Your objective -
Copy out each of the following lines word for word and character for character.

** Begin Extracted information **

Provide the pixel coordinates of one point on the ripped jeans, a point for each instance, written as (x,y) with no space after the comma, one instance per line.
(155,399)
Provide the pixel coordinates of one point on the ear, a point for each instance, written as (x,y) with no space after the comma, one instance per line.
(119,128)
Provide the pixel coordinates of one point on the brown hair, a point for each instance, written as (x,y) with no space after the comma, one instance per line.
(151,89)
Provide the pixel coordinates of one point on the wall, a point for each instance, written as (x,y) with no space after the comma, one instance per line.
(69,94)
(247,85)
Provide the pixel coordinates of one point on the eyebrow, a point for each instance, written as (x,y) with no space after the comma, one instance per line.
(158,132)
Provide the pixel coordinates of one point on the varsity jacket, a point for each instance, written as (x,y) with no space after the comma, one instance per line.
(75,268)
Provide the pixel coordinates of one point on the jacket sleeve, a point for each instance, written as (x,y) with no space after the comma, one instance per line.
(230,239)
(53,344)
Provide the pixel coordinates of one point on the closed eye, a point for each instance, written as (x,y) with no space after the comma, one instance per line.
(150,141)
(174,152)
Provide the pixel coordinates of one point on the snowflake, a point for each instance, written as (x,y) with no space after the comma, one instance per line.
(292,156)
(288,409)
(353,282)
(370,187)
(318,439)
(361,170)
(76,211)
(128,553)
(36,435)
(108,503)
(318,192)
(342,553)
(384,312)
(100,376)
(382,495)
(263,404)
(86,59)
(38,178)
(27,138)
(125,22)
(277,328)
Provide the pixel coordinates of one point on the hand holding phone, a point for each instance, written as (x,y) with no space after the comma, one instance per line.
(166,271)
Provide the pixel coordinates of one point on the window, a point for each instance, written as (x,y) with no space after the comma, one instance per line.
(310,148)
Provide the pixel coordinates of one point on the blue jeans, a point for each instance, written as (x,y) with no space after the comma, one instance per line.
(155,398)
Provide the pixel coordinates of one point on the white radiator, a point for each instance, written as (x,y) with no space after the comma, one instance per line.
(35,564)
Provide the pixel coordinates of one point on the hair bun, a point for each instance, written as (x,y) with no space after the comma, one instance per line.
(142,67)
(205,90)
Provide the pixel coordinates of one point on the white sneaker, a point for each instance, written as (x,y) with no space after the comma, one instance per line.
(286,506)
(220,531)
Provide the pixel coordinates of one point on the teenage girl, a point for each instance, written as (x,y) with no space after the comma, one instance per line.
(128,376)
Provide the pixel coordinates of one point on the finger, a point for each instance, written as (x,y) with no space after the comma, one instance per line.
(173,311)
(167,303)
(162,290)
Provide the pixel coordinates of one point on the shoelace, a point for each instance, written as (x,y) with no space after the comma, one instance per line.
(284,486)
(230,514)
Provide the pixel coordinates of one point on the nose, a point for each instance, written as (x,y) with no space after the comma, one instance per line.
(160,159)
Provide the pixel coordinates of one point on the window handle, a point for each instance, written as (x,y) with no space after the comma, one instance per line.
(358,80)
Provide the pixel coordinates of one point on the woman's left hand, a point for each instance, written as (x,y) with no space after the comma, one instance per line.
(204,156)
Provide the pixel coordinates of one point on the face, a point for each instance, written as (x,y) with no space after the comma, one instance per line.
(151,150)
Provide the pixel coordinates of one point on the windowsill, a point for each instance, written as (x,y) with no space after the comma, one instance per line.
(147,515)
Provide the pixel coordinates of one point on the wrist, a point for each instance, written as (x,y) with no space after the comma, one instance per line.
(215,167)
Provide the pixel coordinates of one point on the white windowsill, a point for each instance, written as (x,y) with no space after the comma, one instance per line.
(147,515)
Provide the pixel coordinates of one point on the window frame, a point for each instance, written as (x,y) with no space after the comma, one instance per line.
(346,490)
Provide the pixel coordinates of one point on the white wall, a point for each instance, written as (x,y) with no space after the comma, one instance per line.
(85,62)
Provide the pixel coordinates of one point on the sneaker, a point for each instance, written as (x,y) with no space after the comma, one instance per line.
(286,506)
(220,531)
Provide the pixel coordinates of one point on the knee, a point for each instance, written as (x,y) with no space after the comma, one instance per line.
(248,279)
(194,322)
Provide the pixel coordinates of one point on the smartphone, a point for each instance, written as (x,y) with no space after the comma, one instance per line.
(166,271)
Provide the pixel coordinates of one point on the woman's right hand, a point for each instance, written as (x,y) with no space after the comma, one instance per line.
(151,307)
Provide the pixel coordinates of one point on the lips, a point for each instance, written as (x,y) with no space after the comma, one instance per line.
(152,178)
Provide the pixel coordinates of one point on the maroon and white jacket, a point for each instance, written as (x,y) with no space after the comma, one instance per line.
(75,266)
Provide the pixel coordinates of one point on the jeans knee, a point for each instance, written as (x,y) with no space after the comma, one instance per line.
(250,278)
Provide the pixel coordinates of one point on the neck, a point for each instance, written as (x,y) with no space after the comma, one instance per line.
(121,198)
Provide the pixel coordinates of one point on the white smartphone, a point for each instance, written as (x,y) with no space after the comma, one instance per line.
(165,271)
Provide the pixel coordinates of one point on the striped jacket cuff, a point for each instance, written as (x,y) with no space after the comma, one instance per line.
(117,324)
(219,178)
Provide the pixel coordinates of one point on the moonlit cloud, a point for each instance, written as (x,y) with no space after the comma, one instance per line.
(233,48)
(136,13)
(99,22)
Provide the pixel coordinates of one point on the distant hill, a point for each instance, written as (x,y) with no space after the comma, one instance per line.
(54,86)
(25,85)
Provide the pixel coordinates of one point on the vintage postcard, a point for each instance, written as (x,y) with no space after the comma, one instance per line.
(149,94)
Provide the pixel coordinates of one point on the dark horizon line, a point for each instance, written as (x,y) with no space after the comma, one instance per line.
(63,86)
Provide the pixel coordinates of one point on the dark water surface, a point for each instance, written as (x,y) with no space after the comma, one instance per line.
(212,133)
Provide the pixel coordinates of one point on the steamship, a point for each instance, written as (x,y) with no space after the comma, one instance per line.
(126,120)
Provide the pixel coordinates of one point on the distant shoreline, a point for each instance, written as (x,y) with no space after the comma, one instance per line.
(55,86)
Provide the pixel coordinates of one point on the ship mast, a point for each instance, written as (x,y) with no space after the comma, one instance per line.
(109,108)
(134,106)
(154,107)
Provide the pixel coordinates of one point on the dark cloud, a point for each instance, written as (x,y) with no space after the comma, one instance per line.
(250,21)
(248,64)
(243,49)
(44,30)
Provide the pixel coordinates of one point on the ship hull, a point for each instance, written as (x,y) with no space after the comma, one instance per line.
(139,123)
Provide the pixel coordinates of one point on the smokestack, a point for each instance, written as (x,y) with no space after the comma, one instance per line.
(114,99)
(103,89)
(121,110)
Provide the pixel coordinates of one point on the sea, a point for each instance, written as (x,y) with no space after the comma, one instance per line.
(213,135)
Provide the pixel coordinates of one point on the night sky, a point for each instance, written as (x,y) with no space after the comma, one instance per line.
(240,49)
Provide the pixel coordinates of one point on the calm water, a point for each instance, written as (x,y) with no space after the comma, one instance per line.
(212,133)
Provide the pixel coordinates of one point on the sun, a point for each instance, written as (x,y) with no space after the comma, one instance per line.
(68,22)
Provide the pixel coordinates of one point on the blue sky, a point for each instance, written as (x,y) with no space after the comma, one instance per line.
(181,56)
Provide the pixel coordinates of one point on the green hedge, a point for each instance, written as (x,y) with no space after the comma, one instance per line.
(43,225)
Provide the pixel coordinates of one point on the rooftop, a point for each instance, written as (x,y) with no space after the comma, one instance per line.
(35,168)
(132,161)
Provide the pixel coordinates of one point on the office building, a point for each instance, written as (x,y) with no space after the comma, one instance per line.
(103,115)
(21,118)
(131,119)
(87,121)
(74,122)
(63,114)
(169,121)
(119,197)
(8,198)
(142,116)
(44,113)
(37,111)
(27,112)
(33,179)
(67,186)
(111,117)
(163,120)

** End Extracted information **

Answer to the exercise -
Provide the pixel coordinates of one point on the ripped jeans, a point for each instance, written as (x,y) with no space after the comma, one instance per line.
(155,399)
Provide the pixel coordinates of one point on the ear, a point for each instance, written as (x,y) with no space after the comma, one instance per line.
(119,128)
Provide the pixel coordinates of one point on the brown hair, a point for each instance, written as (x,y) with no space after the comma, one instance per line.
(151,89)
Provide the pixel coordinates of one point on the wall, a point for each instance, written as (x,y) with no space after the comma, one instance per line.
(69,94)
(247,85)
Provide the pixel coordinates of one point on the eyebrow, a point for each instance, written as (x,y) with no space after the comma, one instance per line.
(158,132)
Provide the pixel coordinates of one point on the varsity jacket, a point for each instance, written as (x,y) with no space after the comma, one instance per line.
(75,268)
Provide the pixel coordinates of one point on the jacket sleeve, a point for each instance, written as (x,y) with no space after the comma, one instance per line.
(230,239)
(53,344)
Provide the pixel coordinates of one point on the closed eye, a point for each instance, written as (x,y) with no space after the comma, one instance per line.
(150,141)
(174,152)
Provide the pixel coordinates of one point on the snowflake, a point for each instance, written as (x,y) with no space after the comma, one instance per line.
(292,156)
(288,409)
(353,282)
(370,187)
(318,439)
(361,170)
(76,211)
(128,553)
(36,435)
(108,503)
(318,192)
(342,553)
(384,312)
(100,376)
(382,495)
(263,404)
(86,59)
(38,178)
(27,138)
(125,22)
(277,328)
Provide the pixel coordinates of one point on the hand holding phone, a point for each instance, written as (x,y) with no space after the comma, one instance per line.
(166,271)
Provide the pixel coordinates of one point on the window, a point for each instance, written as (x,y) with no space after the comma, one instance per line.
(310,148)
Provide the pixel coordinates of one point on the blue jeans, a point for each instance, written as (x,y) with no space after the comma, one instance per line.
(155,398)
Provide the pixel coordinates of one point on the white radiator, a point for each instance, written as (x,y) with no space after the comma, one instance per line.
(35,564)
Provide the pixel coordinates of one point on the hair bun, a point for each instance, written as (x,y) with no space after the comma, one instance per line.
(142,67)
(205,90)
Provide the pixel coordinates of one point on the white sneaker, a point for each instance, written as (x,y) with no space after the comma, one instance per line.
(286,506)
(220,531)
Provide the pixel coordinates of one point on the teenage girl, a point for each instance, written as (x,y) with no space after the comma, one instance per line.
(128,376)
Provide the pixel coordinates of one point on the finger, a point for each instance, written as (x,y) with no space after the comma, one instance per line.
(173,311)
(167,303)
(162,290)
Provide the pixel coordinates of one point on the shoelace, a point for each instance, written as (x,y) with no space after the comma, one instance per line.
(284,486)
(230,514)
Provide the pixel coordinates of one point on the nose, a point for each instance, written as (x,y) with no space after the comma, one instance per line.
(160,159)
Provide the pixel coordinates of one point on the window handle, a point for each instance, written as (x,y) with no space after the comma, one instance per line.
(358,80)
Provide the pixel coordinates of one point on the woman's left hand, a point for each instance, written as (x,y) with no space after the comma, one instance per line.
(204,156)
Provide the pixel coordinates of one point on the face, a point for each instance, written as (x,y) with no space after the comma, one instance per line.
(151,150)
Provide the pixel coordinates of one point on the windowsill, a point for each instance, written as (x,y) with no space after the comma, one instance per line.
(147,515)
Provide the pixel coordinates of one point on the wrist, a point for each instance, written as (x,y) with no space after the comma, one instance per line.
(215,167)
Provide the pixel coordinates of one point on the white windowsill, a point for each instance, written as (x,y) with no space after the comma, one instance per line.
(147,515)
Provide the pixel coordinates of one point on the window frame, a point for each instance, written as (x,y) with no space after the comma, one instance per line.
(346,490)
Provide the pixel coordinates of one point on the white wall, a point for each instance, written as (x,y) with no space after the comma, one instance per line.
(85,62)
Provide the pixel coordinates of one point on the sneaker, a point for each instance, written as (x,y) with no space after the comma, one instance per line.
(286,506)
(220,531)
Provide the pixel coordinates of one point on the knee, a point for each instance, written as (x,y) with no space after the comma, one instance per line.
(248,279)
(194,322)
Provide the pixel coordinates of one point on the smartphone, a point for each instance, written as (x,y) with no space after the comma, one instance per line.
(166,271)
Provide the pixel coordinates of one point on the woman's right hand, a point for each instance, written as (x,y) with no space after the comma, one instance per line.
(151,307)
Provide the pixel coordinates of one point on the lips, a point for each instance, written as (x,y) with no space after the comma, one instance per line.
(152,178)
Provide the pixel coordinates of one point on the maroon and white jacket, a point for each instance, written as (x,y) with no space after the comma, one instance per line.
(75,266)
Provide the pixel coordinates of one point on the jeans knee, a point for each instance, written as (x,y) with no space after the comma, one instance per line.
(250,278)
Provide the pixel coordinates of one point on the neck, a point for each instance, written as (x,y) with no space after the comma, one instance per line.
(121,198)
Provide the pixel coordinates of one point on the white smartphone, a point for each instance, written as (x,y) with no space after the comma, one instance per line.
(165,271)
Provide the pixel coordinates of one point on the striped jacket cuff, a point for each instance, written as (x,y) with no space after the comma, one instance per line.
(117,324)
(219,178)
Provide the pixel coordinates of one point on the moonlit cloud, a point for each instance, written as (x,y) with no space after the comma, one instance per line.
(233,48)
(136,13)
(99,22)
Provide the pixel coordinates of one point on the distant hill, a point for each instance, written as (x,y) with no space after the comma, one instance per line.
(54,86)
(25,85)
Provide the pixel coordinates of one point on the vintage postcard, a point for each instance, written as (x,y) with no space after the comma, one instance per line.
(149,94)
Provide the pixel coordinates of one point on the dark horizon line, a point for each instance, written as (x,y) with no space after the comma, one instance per line.
(63,86)
Provide the pixel coordinates of one point on the dark water surface, a point for each instance, written as (x,y) with no space after the comma, one instance per line.
(212,133)
Provide the pixel coordinates of one point on the steamship, a point for each instance, written as (x,y) with no space after the comma, one instance per line.
(126,120)
Provide the pixel coordinates of one point on the distant shoreline, a point for each instance, written as (x,y) with no space after the comma, one instance per line.
(55,86)
Provide the pixel coordinates of one point on the ship mast, a point for each instance, written as (x,y) with no space after the comma, one instance per line.
(109,108)
(134,106)
(154,107)
Provide the pixel coordinates of one point on the dark cloud, a point for each instance, written as (x,y) with no space after the comma, one instance per line.
(250,21)
(248,64)
(243,49)
(44,30)
Provide the pixel coordinates of one point on the ship hull, a point for each instance, written as (x,y) with no space after the comma, one instance per line.
(139,123)
Provide the pixel coordinates of one point on the smokestack, a point for each instance, written as (x,y) with no space after the comma, one instance per line.
(114,99)
(103,89)
(121,110)
Provide the pixel coordinates of one point on the sea, a point for each instance, written as (x,y) with no space after the comma, one instance per line.
(213,135)
Provide the pixel coordinates of one point on the night sky, a point for each instance, written as (x,y) with no space after the comma, one instance per line.
(240,49)
Provide the pixel coordinates of one point on the calm water, a point for each instance, written as (x,y) with no space after the comma, one instance per line.
(212,133)
Provide the pixel coordinates of one point on the sun, a point for each instance, written as (x,y) with no space after the comma, one instance per line.
(68,22)
Provide the pixel coordinates of one point on the blue sky, a point for each instance, written as (x,y) with no space after the comma, one instance per line.
(181,56)
Provide the pixel coordinates of one point on the green hedge, a point for each instance, written as (x,y) with no space after the comma, one instance per line.
(43,225)
Provide the pixel coordinates of one point on the rooftop, a point for each instance, written as (x,y) with no space after the comma, one instance per line.
(35,168)
(132,161)
Provide the pixel coordinates of one point on the office building, a point for each instance, written as (x,y) with no space after the comma, one instance per line.
(103,115)
(21,118)
(131,119)
(87,121)
(74,122)
(63,114)
(169,121)
(119,197)
(8,198)
(142,116)
(44,113)
(37,111)
(27,112)
(33,179)
(67,186)
(111,117)
(163,120)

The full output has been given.